- QUOTED PASSAGE
BEGIN
An open-source foundation model that reads the genomes of human-associated microbes and converts them into reusable numerical signatures is now publicly available. Described in a recent bioRxiv preprint, Genos-m, developed by BGI-Research and Zhejiang Lab, places individual genes, whole genomes, and entire metagenomic samples into a single unified representational framework, producing compact vectors that downstream tools can compare, classify, and search. This cross-scale approach provides an enabling layer for microbiome science that complements today's taxonomy- and annotation-based methods.
Genos-m converts human-associated microbial genes, genomes, and whole metagenomic samples into reusable numerical signatures, providing a sequence-derived layer that complements taxonomy-based microbiome analysis.
END
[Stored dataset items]
BEGIN
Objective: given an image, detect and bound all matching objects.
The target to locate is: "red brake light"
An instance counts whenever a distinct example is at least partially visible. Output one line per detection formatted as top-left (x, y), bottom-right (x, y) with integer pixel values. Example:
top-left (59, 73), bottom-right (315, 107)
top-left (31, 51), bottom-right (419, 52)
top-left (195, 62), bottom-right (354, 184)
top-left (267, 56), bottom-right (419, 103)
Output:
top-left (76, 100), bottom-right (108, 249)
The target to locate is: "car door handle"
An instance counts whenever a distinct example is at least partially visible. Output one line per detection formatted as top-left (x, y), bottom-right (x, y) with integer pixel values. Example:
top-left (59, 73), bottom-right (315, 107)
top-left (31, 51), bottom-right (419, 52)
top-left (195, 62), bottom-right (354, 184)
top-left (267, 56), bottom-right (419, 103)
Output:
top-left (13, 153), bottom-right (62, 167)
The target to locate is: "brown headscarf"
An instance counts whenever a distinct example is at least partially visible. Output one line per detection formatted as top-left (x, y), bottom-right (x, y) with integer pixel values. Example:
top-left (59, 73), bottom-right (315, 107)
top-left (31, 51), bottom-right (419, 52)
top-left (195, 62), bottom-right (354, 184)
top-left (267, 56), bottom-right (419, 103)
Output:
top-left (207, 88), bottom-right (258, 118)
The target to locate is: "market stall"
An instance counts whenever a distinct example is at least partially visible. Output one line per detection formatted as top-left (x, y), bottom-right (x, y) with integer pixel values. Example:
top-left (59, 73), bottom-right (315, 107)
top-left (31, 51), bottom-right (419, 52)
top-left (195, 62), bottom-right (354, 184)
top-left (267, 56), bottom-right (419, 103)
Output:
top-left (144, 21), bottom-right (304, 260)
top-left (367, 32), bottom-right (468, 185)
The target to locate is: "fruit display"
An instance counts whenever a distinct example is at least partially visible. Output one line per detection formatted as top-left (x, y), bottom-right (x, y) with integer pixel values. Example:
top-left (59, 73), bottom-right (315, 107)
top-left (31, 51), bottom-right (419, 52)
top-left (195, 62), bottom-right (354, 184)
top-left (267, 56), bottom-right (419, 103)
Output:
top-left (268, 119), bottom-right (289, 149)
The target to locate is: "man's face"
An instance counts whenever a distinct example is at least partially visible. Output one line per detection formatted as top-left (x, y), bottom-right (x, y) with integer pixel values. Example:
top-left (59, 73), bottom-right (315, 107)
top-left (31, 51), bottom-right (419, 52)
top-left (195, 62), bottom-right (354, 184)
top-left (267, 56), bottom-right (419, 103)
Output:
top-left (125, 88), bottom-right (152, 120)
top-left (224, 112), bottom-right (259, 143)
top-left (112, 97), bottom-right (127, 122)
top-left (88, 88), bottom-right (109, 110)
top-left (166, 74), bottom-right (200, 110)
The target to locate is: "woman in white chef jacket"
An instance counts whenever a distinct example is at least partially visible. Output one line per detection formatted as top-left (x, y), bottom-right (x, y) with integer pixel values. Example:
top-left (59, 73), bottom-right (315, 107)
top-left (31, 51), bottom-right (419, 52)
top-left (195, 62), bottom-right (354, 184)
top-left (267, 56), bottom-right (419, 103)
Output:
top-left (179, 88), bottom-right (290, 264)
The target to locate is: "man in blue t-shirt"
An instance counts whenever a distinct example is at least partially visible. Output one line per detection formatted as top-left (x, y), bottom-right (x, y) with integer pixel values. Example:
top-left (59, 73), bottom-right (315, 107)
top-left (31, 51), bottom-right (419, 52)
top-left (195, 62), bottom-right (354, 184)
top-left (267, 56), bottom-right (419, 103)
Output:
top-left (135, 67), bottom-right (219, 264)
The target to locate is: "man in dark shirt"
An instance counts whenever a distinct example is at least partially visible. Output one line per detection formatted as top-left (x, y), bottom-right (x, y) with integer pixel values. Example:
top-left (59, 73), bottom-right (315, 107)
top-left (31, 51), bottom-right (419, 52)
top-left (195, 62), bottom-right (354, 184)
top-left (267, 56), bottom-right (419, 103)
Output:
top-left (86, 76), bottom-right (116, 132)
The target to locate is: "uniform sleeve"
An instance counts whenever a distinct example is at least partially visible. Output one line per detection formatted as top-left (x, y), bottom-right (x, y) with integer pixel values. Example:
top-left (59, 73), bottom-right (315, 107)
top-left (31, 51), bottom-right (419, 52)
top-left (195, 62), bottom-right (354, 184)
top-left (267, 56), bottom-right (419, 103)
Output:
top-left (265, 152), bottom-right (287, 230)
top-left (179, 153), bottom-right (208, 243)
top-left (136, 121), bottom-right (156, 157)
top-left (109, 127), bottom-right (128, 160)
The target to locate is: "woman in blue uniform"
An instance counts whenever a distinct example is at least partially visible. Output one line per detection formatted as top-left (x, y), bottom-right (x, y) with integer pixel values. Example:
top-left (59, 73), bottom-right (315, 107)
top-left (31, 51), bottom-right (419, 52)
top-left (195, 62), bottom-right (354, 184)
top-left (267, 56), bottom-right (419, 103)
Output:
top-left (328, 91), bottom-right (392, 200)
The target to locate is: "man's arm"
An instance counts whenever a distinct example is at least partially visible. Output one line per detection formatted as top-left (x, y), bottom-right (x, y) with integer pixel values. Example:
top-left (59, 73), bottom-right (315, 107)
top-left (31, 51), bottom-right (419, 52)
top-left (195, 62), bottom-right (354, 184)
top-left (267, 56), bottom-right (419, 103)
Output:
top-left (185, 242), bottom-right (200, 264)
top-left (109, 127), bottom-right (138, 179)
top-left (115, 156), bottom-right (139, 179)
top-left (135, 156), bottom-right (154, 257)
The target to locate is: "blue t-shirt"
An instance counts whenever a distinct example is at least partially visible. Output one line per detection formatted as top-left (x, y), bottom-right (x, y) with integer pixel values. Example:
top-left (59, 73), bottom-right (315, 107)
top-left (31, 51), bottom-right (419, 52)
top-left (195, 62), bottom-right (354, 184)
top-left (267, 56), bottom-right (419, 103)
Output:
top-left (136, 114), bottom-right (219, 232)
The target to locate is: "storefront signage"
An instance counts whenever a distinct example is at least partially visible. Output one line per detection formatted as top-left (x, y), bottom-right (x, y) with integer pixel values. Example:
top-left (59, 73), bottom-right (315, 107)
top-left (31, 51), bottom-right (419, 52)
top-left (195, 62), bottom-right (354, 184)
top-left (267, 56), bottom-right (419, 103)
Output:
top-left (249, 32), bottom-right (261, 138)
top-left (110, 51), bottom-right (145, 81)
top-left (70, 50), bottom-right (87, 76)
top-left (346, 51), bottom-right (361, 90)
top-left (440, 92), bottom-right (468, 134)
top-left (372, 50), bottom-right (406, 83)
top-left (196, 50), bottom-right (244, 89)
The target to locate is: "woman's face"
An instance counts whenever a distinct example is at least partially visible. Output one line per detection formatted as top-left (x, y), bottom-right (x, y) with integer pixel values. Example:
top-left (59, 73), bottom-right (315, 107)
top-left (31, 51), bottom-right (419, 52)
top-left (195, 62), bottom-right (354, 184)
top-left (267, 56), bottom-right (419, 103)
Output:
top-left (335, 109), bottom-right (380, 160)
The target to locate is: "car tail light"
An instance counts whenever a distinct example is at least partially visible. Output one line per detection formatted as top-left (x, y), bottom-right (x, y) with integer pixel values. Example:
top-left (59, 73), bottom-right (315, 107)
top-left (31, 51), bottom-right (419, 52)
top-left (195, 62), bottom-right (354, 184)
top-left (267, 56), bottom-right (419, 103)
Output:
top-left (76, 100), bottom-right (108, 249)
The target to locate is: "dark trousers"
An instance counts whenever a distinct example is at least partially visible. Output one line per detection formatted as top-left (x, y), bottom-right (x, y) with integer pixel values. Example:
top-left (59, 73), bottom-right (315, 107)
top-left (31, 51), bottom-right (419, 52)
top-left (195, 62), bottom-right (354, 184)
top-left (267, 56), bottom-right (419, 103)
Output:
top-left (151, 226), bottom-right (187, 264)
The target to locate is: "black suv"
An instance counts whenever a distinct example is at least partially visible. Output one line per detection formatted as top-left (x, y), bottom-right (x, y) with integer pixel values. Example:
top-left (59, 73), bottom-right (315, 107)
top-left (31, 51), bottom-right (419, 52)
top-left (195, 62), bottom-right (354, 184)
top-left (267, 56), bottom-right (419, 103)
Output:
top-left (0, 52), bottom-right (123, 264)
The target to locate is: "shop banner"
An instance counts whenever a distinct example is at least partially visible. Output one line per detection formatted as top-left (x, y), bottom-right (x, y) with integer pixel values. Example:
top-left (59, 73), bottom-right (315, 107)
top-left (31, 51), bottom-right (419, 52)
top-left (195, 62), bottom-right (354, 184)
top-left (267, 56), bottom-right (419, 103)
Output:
END
- WHAT YOU WILL DO
**1)** In the Genos-m article above, which scales of microbial sequence data does the model place into its single unified representational framework?
**2)** Continue the Genos-m article from its last sentence.

- RESPONSES BY TASK
**1)** Individual genes, whole genomes, and entire metagenomic samples.

**2)**
Genos-m extends Genos, the multi-billion-parameter human-genome foundation model that BGI-Research and Zhejiang Lab jointly launched in October 2025. Where Genos targets inherited human genomic variation, Genos-m shifts the same modelling framework to the dynamic, highly diverse sequence space of human-associated microbes. The premise is that general-purpose DNA models are trained for broad cross-species coverage, yet the human microbiome's most informative differences often lie below the species label, in strain-specific genes, gene order, and sequences swapped in from other microbes.
To capture that diversity, the team assembled a training corpus of roughly 1.2 trillion nucleotide tokens spanning 69,056 microbial species. The data paired public reference genomes and bacteriophages with high-quality in-house human-gut metagenome-assembled genomes that contributed about a third of the total.
Architecturally, Genos-m uses a Mixture-of-Experts Transformer with 32 specialist sub-networks, of which only the two most relevant activate for each DNA letter, so that about 330 million of the model's 4.7 billion parameters fire at a time. Working at single-base resolution and supporting context windows of up to one million base pairs, Genos-m can read through multi-gene regions, mobile genetic elements, and most bacteriophage genomes in a single pass. This makes it unusually practical to run: roughly 200-kilobase fragments fit on a 24 GB consumer graphics card, while a single 80 GB GPU handles the full million-base context.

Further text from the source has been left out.